## START

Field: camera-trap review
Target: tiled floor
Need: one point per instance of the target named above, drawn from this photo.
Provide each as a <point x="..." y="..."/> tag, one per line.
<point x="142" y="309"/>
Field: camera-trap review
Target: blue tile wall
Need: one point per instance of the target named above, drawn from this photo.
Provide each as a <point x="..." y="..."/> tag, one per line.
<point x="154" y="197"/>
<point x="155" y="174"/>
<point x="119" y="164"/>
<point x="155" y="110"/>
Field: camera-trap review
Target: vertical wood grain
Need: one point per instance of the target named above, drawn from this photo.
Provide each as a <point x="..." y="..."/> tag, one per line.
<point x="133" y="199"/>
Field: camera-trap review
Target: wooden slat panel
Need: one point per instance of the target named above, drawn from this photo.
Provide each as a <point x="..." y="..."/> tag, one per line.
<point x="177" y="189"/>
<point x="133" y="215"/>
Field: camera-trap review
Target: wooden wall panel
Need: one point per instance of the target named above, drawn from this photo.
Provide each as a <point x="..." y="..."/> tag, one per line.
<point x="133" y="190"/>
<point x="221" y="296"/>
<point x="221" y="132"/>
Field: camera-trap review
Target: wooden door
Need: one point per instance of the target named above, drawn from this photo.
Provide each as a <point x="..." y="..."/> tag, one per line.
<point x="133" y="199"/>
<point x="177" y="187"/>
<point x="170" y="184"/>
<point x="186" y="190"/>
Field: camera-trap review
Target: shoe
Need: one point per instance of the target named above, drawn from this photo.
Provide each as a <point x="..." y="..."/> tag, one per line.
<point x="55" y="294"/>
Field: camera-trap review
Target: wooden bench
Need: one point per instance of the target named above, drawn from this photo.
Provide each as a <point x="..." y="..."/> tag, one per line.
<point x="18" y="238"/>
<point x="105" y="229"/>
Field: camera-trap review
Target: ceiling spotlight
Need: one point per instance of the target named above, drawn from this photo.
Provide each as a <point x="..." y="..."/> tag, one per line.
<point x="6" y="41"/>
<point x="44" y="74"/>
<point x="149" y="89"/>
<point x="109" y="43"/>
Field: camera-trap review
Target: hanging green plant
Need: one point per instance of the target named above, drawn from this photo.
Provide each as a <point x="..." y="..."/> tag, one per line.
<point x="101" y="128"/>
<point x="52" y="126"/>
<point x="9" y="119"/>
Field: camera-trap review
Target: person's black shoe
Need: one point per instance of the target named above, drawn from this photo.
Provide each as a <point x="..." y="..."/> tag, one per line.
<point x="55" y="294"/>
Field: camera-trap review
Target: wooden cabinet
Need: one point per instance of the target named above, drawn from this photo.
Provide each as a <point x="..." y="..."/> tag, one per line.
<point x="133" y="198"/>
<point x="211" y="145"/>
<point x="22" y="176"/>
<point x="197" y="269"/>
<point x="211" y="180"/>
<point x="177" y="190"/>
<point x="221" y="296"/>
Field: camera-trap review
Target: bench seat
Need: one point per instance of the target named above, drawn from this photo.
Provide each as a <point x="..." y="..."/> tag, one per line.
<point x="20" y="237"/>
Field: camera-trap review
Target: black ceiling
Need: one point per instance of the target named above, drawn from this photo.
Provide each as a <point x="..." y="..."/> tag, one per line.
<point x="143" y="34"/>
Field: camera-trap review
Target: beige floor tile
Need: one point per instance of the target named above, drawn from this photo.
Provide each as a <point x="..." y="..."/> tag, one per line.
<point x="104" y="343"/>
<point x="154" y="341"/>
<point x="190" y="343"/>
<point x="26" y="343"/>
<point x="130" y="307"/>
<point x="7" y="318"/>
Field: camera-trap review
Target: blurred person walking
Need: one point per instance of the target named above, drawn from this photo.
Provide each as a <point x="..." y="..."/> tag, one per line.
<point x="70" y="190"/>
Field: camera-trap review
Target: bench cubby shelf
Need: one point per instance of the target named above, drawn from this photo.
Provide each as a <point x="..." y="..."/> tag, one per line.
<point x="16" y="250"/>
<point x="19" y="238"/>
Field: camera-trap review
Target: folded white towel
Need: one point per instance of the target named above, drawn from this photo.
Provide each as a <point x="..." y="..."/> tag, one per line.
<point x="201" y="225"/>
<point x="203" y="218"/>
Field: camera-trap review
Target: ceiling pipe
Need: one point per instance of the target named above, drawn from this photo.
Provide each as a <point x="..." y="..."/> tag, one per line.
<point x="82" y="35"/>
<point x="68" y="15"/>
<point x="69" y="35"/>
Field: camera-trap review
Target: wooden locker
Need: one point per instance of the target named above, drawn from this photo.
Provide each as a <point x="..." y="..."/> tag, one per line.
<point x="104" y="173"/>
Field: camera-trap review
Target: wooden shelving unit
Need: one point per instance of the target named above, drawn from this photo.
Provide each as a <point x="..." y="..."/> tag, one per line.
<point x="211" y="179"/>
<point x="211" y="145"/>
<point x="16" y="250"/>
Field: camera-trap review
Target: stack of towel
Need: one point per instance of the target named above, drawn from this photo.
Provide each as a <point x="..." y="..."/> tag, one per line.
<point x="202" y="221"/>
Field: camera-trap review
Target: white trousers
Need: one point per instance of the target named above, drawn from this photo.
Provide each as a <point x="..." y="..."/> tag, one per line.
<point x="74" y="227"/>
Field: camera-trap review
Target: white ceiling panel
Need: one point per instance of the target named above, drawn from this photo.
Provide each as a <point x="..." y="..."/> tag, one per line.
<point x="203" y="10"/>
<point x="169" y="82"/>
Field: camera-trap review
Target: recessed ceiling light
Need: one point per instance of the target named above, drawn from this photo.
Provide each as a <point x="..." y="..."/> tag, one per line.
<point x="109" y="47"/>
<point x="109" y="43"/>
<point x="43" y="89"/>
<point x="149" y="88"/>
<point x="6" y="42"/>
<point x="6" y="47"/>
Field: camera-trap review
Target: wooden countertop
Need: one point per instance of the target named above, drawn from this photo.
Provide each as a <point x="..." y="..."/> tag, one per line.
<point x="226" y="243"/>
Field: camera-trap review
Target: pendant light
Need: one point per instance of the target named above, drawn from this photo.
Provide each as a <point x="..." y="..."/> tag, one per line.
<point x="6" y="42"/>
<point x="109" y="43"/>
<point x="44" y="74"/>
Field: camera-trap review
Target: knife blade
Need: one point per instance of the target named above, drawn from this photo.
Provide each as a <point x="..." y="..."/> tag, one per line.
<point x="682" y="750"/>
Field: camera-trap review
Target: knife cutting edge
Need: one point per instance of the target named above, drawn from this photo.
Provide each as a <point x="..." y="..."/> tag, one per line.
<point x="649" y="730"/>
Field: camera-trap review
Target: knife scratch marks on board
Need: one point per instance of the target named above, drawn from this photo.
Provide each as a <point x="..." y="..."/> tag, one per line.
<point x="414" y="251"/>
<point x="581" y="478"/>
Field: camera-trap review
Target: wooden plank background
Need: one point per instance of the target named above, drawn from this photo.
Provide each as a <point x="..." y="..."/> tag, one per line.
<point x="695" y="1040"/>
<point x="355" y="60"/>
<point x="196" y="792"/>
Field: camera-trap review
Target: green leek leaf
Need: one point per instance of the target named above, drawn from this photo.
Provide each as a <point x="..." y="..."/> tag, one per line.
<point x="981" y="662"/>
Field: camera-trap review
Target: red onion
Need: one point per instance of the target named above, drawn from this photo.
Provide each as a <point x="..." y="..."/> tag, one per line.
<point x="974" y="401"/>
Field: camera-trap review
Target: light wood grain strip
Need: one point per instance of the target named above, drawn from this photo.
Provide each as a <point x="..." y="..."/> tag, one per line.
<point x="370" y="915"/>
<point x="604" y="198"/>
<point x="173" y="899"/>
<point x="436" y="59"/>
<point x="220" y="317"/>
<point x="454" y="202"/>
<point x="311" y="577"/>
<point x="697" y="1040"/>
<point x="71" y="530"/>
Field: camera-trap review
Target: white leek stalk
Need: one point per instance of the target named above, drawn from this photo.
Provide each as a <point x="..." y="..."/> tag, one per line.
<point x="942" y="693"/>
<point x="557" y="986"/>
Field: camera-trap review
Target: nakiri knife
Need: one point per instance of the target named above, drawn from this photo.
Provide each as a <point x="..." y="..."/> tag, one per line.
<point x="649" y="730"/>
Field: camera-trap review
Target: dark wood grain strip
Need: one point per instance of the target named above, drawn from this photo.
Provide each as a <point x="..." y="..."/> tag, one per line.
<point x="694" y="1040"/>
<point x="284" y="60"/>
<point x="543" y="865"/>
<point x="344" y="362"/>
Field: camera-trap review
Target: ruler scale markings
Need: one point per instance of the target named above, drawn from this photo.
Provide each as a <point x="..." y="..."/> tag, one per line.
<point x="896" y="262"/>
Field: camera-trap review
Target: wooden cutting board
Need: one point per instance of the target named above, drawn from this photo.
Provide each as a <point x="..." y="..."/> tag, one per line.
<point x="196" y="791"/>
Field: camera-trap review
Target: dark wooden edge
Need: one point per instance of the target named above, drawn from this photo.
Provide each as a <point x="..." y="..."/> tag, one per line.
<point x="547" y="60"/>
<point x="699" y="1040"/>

## END

To be done:
Which lines in the data above contain the string "knife"? Show each of them in full.

The response:
Target: knife blade
Target: knife cutting edge
Target: knife scratch marks on board
Target: nakiri knife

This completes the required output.